• [Task item]:
What you return should match the data below exactly, with every entry reproduced.

• [Records provided]:
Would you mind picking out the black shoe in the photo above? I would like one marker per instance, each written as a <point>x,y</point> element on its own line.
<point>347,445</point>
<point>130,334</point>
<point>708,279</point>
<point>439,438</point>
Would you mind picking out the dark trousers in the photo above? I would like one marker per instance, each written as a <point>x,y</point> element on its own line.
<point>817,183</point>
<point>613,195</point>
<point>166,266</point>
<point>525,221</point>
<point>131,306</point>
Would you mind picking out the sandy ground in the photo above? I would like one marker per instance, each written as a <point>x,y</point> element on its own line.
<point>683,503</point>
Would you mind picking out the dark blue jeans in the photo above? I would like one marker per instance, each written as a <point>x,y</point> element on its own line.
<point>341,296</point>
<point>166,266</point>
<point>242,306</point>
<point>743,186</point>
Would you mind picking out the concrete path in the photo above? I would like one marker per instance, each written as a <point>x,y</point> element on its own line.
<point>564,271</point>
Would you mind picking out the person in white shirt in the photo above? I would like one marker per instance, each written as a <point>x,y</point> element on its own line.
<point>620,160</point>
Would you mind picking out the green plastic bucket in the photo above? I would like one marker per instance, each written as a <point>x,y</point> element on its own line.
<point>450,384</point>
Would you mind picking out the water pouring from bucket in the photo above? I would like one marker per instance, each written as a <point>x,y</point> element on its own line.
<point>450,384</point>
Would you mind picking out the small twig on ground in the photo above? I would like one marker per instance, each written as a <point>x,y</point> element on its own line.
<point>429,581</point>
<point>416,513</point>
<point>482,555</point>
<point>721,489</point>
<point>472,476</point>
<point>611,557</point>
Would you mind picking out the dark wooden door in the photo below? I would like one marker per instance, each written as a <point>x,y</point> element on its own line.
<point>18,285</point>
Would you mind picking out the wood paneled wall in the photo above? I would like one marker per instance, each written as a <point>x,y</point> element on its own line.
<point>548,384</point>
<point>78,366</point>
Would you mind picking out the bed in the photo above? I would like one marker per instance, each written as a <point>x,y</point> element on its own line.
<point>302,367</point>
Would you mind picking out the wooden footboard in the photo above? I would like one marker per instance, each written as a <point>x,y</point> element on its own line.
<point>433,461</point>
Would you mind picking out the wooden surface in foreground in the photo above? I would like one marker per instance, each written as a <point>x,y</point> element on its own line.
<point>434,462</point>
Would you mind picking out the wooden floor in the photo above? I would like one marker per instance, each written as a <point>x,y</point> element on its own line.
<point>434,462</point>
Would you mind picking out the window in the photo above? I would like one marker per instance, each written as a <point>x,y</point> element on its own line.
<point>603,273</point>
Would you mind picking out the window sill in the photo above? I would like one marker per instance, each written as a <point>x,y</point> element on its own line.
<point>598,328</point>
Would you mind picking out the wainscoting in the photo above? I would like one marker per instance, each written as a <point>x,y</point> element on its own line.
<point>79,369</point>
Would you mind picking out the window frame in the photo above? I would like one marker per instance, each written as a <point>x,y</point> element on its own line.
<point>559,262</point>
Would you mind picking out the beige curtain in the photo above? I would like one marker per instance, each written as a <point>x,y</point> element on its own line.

• [Solution for this exercise]:
Would you mind picking out the black shoe in the photo above? I would like one marker per instance, each written as a <point>x,y</point> element on its own line.
<point>347,445</point>
<point>130,334</point>
<point>708,279</point>
<point>439,438</point>
Would you mind picking out the dark trousers in the photo above? I would like one marker per instance, each written as a <point>x,y</point> element on its own line.
<point>817,183</point>
<point>613,195</point>
<point>166,266</point>
<point>525,221</point>
<point>131,306</point>
Would you mind picking out the sandy ground in the photo above? I would like one marker per instance, each written as a <point>x,y</point> element on its own line.
<point>683,503</point>
Would you mind picking out the dark blue jeans in the photo above? I would like one marker per instance, each written as a <point>x,y</point> element on its own line.
<point>341,296</point>
<point>166,266</point>
<point>242,306</point>
<point>743,186</point>
Would you mind picking out the concrete path in the photo above? I would like one marker per instance, each written as a <point>x,y</point> element on its own line.
<point>564,271</point>
Would you mind picking out the person in white shirt in the photo above? I would like one marker per instance, each written as a <point>x,y</point> element on its own line.
<point>620,160</point>
Would you mind picking out the green plastic bucket in the photo above? I would like one marker per instance, each written as a <point>x,y</point> element on its own line.
<point>450,384</point>
Would you mind picking out the water pouring from bucket in the photo above? I would like one marker per instance, each written as a <point>x,y</point> element on its own line.
<point>450,384</point>
Would you mind picking out the small twig on ground in the photo above? I would like one marker per instance, each written as a <point>x,y</point> element on its own line.
<point>429,581</point>
<point>416,513</point>
<point>482,555</point>
<point>721,489</point>
<point>472,476</point>
<point>611,557</point>
Would you mind picking out the dark wooden door in the photo below? I would like one marker per instance, each written as a <point>x,y</point> element on its own line.
<point>18,285</point>
Would you mind picking out the wood paneled wall in the photo above? I would like one marker per instance, each written as a <point>x,y</point> element on its own line.
<point>548,384</point>
<point>78,366</point>
Would you mind picking out the bed in the photo above? I would like one marker per instance, each written as a <point>x,y</point> element on its own line.
<point>302,367</point>
Would you mind picking out the wooden footboard in the photo above? I would like one marker per instance, each written as a <point>x,y</point> element on its own line.
<point>433,461</point>
Would you mind picking out the wooden surface in foreground in the photo above? I would like one marker per instance, each written as a <point>x,y</point> element on its own line.
<point>434,462</point>
Would you mind picking out the wooden floor in the photo above? I would like one marker per instance, each written as a <point>x,y</point> element on its own line.
<point>434,462</point>
Would you mind picking out the window in the photo above? I would like one marker per instance, each written as a <point>x,y</point> element on its own line.
<point>603,273</point>
Would you mind picking out the window sill in the photo above? I would like one marker per instance, each written as a <point>x,y</point> element on its own line.
<point>598,328</point>
Would you mind picking out the wainscoting in the photo above? I would like one marker per instance, each written as a <point>x,y</point> element on its own line.
<point>79,369</point>
Would you mind picking out the window frame in the photo above? I would like one marker per instance, each written as a <point>x,y</point> element on its own line.
<point>559,262</point>
Would you mind picking out the beige curtain in the photo above? I would like one marker per instance, each written as a <point>x,y</point> element on its own line.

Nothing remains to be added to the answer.